(Object pointing dataset rows)
■ ■ ■

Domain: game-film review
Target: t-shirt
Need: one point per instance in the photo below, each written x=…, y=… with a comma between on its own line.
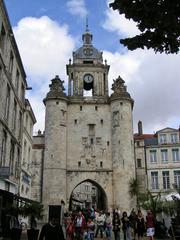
x=49, y=232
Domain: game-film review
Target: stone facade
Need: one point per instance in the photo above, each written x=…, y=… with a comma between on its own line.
x=12, y=104
x=88, y=137
x=27, y=162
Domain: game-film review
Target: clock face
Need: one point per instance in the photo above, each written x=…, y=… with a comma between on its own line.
x=88, y=78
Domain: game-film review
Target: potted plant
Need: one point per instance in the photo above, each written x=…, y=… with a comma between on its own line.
x=34, y=211
x=12, y=222
x=176, y=219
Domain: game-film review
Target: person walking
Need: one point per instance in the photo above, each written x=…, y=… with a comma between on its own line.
x=126, y=226
x=108, y=226
x=150, y=225
x=100, y=224
x=90, y=229
x=52, y=230
x=80, y=225
x=140, y=225
x=70, y=229
x=116, y=222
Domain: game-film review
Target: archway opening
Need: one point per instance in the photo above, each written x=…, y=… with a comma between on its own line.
x=88, y=194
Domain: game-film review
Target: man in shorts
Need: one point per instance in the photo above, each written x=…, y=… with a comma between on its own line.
x=150, y=225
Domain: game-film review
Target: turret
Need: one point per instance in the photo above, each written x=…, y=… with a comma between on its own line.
x=55, y=145
x=121, y=105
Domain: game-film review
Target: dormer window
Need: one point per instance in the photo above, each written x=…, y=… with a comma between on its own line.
x=174, y=138
x=163, y=138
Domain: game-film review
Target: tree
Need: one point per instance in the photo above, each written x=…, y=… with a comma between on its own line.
x=34, y=211
x=158, y=21
x=152, y=202
x=134, y=189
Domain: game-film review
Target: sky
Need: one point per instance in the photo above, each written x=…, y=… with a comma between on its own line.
x=47, y=32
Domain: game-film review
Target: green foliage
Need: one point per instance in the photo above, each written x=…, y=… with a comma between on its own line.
x=151, y=202
x=158, y=21
x=32, y=210
x=134, y=187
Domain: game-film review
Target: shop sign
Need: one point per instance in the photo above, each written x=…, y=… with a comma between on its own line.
x=4, y=172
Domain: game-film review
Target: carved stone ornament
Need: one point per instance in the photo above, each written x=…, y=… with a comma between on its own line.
x=56, y=88
x=119, y=88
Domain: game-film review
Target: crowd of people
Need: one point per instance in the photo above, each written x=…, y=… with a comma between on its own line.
x=90, y=224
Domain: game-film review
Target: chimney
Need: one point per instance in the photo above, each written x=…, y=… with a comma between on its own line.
x=140, y=131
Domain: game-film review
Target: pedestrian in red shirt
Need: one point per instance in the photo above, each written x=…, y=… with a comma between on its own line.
x=150, y=225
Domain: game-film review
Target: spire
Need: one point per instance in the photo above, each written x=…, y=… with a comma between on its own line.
x=87, y=25
x=87, y=36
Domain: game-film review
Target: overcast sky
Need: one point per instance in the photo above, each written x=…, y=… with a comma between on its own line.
x=48, y=31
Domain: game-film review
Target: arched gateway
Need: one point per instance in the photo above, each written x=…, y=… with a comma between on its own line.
x=88, y=137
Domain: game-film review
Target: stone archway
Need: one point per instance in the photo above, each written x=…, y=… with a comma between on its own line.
x=80, y=193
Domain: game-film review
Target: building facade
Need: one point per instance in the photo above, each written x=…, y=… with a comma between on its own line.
x=27, y=146
x=88, y=134
x=158, y=159
x=13, y=131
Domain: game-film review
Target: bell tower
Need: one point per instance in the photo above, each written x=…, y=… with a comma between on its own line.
x=87, y=72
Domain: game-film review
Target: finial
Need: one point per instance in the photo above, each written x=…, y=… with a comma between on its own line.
x=87, y=27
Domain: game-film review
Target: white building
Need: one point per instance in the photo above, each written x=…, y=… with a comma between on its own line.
x=158, y=159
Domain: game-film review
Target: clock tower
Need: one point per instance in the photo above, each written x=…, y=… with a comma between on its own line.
x=87, y=71
x=88, y=134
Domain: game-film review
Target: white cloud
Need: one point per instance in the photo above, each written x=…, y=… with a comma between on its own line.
x=153, y=82
x=118, y=23
x=77, y=7
x=152, y=79
x=45, y=47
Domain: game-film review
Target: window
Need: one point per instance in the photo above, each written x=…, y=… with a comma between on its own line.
x=91, y=129
x=164, y=155
x=154, y=180
x=3, y=148
x=11, y=62
x=174, y=138
x=22, y=92
x=163, y=138
x=14, y=115
x=2, y=38
x=12, y=158
x=20, y=124
x=7, y=102
x=175, y=155
x=177, y=178
x=17, y=81
x=153, y=156
x=139, y=163
x=138, y=143
x=166, y=183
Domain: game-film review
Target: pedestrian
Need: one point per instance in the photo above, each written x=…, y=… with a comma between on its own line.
x=108, y=226
x=140, y=225
x=132, y=220
x=100, y=224
x=90, y=229
x=116, y=222
x=80, y=225
x=126, y=226
x=150, y=225
x=70, y=229
x=52, y=230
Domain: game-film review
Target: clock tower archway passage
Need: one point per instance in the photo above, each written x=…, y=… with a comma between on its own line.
x=88, y=194
x=88, y=137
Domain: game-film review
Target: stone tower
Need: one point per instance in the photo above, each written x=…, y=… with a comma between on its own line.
x=88, y=134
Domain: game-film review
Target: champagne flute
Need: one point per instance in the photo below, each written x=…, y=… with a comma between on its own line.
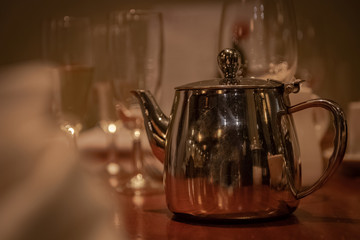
x=136, y=57
x=67, y=44
x=264, y=32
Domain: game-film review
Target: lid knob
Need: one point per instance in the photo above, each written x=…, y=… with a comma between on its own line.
x=229, y=62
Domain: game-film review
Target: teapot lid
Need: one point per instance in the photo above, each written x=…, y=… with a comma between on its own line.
x=229, y=63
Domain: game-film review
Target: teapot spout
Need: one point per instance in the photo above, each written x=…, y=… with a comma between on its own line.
x=155, y=121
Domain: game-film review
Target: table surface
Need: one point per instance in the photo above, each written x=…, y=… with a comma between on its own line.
x=333, y=212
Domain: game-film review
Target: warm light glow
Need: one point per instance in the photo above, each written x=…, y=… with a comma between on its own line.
x=113, y=168
x=138, y=181
x=137, y=133
x=112, y=128
x=70, y=129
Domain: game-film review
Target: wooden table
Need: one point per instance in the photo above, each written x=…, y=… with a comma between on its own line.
x=333, y=212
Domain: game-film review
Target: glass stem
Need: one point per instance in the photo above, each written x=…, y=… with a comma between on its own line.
x=112, y=148
x=137, y=153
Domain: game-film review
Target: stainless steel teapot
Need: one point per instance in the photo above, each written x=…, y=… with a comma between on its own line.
x=229, y=147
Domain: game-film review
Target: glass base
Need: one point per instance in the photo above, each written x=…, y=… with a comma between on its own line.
x=140, y=184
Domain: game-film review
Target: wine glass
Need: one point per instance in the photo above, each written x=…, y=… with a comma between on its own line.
x=136, y=58
x=67, y=44
x=264, y=32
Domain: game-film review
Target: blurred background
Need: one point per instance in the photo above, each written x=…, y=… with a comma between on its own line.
x=328, y=37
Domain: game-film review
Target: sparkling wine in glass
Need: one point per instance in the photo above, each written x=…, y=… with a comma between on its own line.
x=67, y=45
x=136, y=58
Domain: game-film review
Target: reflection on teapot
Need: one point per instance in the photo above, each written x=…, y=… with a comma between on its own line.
x=229, y=146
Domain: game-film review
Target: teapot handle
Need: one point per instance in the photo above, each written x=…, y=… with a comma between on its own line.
x=340, y=140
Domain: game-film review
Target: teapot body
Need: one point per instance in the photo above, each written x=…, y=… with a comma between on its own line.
x=231, y=154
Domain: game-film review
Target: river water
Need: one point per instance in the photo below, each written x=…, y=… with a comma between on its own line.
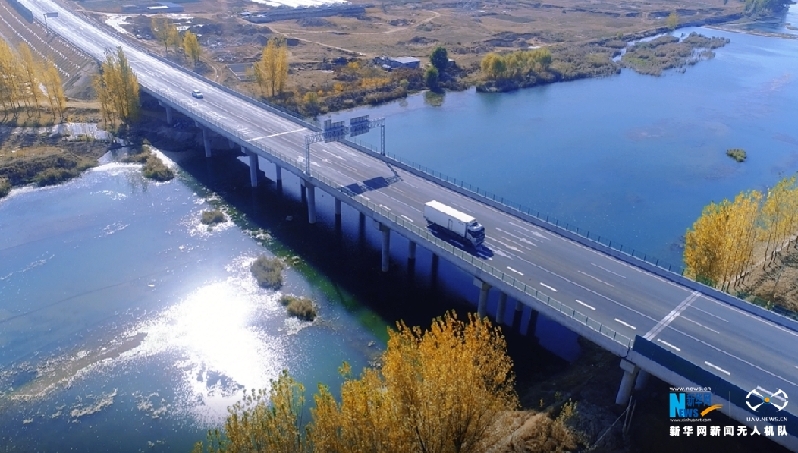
x=631, y=158
x=126, y=325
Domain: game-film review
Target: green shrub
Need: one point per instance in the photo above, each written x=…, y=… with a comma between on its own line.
x=301, y=307
x=5, y=187
x=51, y=176
x=268, y=272
x=213, y=217
x=736, y=154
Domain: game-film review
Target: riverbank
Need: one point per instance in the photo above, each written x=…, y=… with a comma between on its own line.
x=35, y=149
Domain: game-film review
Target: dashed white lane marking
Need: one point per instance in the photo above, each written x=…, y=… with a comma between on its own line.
x=718, y=368
x=286, y=132
x=671, y=316
x=517, y=238
x=607, y=270
x=517, y=272
x=626, y=324
x=595, y=278
x=668, y=344
x=547, y=286
x=699, y=324
x=698, y=340
x=529, y=230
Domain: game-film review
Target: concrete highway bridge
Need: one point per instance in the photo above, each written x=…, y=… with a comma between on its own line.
x=655, y=320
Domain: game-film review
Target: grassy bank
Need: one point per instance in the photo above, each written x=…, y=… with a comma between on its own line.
x=30, y=158
x=153, y=167
x=669, y=52
x=300, y=307
x=46, y=164
x=212, y=218
x=268, y=272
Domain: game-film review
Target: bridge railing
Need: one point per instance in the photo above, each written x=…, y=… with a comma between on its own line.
x=457, y=253
x=508, y=206
x=480, y=264
x=432, y=174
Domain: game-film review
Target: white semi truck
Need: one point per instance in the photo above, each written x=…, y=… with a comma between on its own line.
x=449, y=220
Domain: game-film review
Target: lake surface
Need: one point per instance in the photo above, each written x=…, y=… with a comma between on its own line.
x=126, y=325
x=632, y=158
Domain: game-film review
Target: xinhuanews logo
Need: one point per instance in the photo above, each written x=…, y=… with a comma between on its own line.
x=691, y=406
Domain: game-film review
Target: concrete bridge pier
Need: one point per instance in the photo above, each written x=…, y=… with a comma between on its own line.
x=642, y=380
x=630, y=371
x=482, y=305
x=532, y=324
x=206, y=140
x=311, y=194
x=278, y=177
x=518, y=314
x=337, y=214
x=253, y=167
x=411, y=252
x=500, y=308
x=386, y=246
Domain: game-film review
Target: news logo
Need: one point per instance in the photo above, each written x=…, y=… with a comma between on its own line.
x=759, y=396
x=691, y=405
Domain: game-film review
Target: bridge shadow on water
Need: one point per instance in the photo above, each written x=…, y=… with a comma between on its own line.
x=343, y=257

■ ■ ■

▶ _Your objective_: Please lay out everything from the start of the records down to the line containing "x=121, y=105" as a numbered list, skipping blank lines. Leave the pictures out of the answer.

▶ _Expected answer_:
1. Domain: game-film review
2. Target: t-shirt
3. Need: one point per instance in the photo below, each written x=…, y=… with a comma between on its own line.
4. x=49, y=232
5. Domain: game-film review
6. Target: stone facade
7. Need: one point per instance in the photo above, each written x=…, y=… with a comma between on its own line.
8. x=12, y=104
9. x=88, y=137
10. x=27, y=162
11. Domain: game-film review
12. Target: clock face
13. Need: one point per instance in the photo above, each written x=…, y=… with a comma between on its own line.
14. x=88, y=78
15. Domain: game-film review
16. Target: potted plant
17. Need: one point per instance in the photo above, each written x=…, y=… with a comma between on its own line.
18. x=34, y=211
19. x=12, y=222
20. x=176, y=219
21. Domain: game-film review
22. Target: person walking
23. Need: one point per instance in the photo above, each written x=…, y=… with a comma between on its own line.
24. x=126, y=226
25. x=108, y=226
26. x=150, y=225
27. x=100, y=224
28. x=90, y=229
29. x=52, y=230
30. x=80, y=225
31. x=140, y=225
32. x=70, y=229
33. x=116, y=222
34. Domain: game-film review
35. Target: archway opening
36. Need: one point per instance in the photo above, each written x=…, y=… with a comma between on its own line.
37. x=88, y=194
38. Domain: game-film review
39. Target: man in shorts
40. Need: one point per instance in the photo above, each written x=…, y=… with a comma between on its own line.
41. x=150, y=225
42. Domain: game-film review
43. Target: turret
44. Need: one point per instance in the photo above, each written x=…, y=… with a comma between on its own line.
45. x=55, y=145
46. x=121, y=105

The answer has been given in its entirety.